■ What to produce:
Put every line of the items below into a numbered list, skipping blank lines. Leave the pictures out.

[Excerpts from a point labeling dataset]
▼▼▼

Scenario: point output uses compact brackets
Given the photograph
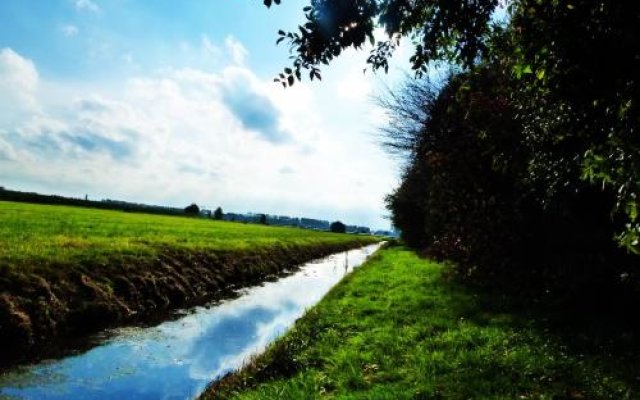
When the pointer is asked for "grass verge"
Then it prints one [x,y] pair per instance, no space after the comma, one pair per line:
[68,271]
[396,329]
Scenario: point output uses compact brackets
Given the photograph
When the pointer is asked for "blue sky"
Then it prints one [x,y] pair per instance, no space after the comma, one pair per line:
[172,102]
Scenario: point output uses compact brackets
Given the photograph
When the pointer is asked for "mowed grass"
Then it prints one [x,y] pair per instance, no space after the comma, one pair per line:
[396,329]
[33,235]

▲▲▲

■ Written solution:
1. Scenario: point output uses compact brackets
2. Given the photograph
3. When the pointer is asked for "grass verge"
4. Then it prints one [x,y] pair per instance, no space after the comma, one pair per line:
5. [68,271]
6. [396,329]
7. Scenario: point output uses compact brackets
8. Given the photograph
9. When the pointer is asked for "blue sky"
10. Then it prints one [x,y] pair per instance, no space after the comma, one pair per line:
11. [172,102]
12. Scenario: point output uses compact brackets
13. Given the photograph
14. When the pointer is asked for "mowed grass"
15. Then it prints one [x,y] pair per instance, no space after the comma, one pair per line:
16. [396,329]
17. [33,235]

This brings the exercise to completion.